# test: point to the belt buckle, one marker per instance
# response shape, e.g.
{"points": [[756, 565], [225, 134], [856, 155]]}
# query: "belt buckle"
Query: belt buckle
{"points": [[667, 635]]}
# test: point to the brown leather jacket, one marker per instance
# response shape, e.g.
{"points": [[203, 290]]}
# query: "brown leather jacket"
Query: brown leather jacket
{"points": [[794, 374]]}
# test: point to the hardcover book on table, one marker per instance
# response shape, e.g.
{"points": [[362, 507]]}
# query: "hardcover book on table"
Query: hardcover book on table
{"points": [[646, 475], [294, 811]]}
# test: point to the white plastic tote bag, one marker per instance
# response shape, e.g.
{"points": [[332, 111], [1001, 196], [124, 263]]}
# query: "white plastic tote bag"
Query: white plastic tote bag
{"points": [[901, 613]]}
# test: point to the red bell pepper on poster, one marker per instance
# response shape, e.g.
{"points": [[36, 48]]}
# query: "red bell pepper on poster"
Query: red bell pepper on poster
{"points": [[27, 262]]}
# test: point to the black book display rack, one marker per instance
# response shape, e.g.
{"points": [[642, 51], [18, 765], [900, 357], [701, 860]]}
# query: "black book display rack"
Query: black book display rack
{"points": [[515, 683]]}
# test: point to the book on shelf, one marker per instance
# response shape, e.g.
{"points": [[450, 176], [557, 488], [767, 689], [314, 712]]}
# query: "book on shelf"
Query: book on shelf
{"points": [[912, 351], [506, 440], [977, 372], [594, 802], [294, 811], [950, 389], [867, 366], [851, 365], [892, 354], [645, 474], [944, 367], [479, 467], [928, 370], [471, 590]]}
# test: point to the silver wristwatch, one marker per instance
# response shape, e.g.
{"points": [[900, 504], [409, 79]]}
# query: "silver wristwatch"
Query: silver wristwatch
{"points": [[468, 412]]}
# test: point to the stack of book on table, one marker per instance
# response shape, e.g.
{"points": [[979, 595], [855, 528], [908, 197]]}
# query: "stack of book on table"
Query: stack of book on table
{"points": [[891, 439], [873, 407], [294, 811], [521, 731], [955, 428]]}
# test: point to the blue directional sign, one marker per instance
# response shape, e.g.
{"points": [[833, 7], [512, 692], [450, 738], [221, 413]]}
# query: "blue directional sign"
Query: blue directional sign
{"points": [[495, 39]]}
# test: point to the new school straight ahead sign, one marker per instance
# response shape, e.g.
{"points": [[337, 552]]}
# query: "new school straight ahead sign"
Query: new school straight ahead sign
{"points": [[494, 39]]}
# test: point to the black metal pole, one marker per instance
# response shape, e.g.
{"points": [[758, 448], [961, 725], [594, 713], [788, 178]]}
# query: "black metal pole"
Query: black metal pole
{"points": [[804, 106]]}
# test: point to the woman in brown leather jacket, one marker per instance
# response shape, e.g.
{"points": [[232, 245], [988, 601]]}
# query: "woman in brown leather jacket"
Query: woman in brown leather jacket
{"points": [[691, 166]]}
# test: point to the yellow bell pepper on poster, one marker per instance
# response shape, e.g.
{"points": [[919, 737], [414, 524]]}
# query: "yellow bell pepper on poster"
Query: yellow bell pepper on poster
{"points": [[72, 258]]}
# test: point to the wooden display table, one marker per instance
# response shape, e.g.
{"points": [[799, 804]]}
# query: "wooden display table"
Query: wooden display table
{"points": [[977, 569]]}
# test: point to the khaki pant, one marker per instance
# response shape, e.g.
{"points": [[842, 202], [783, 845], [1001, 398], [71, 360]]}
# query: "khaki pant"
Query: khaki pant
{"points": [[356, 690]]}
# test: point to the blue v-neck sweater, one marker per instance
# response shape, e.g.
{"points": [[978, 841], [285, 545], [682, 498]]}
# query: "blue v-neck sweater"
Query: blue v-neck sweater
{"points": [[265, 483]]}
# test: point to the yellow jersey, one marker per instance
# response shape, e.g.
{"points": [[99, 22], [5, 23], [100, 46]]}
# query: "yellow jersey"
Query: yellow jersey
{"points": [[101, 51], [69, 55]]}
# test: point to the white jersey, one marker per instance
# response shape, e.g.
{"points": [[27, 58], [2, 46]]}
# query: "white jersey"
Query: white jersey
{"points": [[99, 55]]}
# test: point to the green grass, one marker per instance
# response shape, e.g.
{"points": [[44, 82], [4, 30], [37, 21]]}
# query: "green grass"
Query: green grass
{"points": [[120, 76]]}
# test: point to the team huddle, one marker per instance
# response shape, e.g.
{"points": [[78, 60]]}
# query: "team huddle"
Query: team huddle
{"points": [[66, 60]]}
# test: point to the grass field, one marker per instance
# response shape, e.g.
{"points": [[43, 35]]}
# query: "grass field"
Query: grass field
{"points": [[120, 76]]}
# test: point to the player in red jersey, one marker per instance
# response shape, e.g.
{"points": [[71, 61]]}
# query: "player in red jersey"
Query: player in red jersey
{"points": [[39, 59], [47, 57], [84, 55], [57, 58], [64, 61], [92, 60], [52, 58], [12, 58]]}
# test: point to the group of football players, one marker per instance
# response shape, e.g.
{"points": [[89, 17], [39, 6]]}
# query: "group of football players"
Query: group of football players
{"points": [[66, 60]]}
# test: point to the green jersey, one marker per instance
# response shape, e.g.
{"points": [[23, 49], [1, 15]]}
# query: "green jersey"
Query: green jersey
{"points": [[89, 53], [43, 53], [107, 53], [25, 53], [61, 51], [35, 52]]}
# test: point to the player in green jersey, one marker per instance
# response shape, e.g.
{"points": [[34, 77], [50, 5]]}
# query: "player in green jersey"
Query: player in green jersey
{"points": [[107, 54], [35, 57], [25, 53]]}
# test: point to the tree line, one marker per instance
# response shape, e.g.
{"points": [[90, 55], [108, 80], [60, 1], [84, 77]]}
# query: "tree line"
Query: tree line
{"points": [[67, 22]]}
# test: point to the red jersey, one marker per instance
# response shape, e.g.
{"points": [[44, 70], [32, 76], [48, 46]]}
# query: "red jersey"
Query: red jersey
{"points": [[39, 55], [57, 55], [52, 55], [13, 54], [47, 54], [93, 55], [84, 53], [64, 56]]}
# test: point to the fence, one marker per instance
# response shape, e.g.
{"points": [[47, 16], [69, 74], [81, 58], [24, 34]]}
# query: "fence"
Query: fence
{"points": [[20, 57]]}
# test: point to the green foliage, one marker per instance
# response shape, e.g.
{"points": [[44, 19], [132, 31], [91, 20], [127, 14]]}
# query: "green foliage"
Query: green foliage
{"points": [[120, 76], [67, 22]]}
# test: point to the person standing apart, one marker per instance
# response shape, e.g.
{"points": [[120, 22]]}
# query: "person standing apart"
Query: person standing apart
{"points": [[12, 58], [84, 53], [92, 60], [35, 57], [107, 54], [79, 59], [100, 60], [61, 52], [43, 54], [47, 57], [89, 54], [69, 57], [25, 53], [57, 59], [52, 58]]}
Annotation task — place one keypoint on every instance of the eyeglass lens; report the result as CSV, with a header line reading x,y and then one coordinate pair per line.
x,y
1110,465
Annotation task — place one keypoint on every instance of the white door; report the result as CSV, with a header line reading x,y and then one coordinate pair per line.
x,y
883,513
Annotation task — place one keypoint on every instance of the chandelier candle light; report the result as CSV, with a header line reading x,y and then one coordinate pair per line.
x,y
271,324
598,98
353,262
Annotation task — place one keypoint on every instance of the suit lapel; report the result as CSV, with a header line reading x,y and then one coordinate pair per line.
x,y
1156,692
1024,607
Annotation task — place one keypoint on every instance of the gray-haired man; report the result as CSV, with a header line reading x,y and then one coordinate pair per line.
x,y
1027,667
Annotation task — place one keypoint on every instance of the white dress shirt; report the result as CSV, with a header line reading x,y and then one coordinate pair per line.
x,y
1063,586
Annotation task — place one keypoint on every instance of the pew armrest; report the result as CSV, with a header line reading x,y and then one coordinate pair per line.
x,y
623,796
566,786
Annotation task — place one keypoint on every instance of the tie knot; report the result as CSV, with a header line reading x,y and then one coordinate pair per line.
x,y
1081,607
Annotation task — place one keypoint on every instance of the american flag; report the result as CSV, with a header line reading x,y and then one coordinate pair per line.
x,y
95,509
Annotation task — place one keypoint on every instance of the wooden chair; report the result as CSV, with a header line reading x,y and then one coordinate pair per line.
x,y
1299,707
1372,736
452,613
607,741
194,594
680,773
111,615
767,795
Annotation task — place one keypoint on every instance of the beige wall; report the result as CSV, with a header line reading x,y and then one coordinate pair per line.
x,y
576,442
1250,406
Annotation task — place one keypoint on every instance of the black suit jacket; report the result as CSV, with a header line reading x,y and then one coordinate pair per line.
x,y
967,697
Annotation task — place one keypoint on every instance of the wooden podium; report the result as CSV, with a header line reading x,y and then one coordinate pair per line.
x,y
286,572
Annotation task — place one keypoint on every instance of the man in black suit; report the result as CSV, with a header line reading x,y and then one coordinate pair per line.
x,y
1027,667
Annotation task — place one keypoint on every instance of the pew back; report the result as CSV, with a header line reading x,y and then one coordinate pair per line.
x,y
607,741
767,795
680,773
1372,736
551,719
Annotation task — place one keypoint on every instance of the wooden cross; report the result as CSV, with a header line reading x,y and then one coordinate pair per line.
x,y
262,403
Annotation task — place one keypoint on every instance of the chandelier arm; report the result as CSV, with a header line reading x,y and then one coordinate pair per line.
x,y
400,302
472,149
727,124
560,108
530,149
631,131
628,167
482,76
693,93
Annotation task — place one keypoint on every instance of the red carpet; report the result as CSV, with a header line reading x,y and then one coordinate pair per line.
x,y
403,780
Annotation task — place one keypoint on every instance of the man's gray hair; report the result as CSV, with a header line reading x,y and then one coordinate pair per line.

Zadanie do wykonania. Zamień „keypoint” na „marker” w wierszach od tego z „the red carpet;” aż do końca rekordów włącznie. Przepisz wyłącznie te wiersze, resztę pozostawiając bez zmian.

Wynik ćwiczenia.
Annotation task — place one marker on every instance of the red carpet; report the result as CSV, with a header line reading x,y and then one coordinate pair per line.
x,y
403,780
Annotation task — place one marker on every instance of the man's gray hair; report the result as CSV, with a header line reading x,y and then one coordinate pair per line.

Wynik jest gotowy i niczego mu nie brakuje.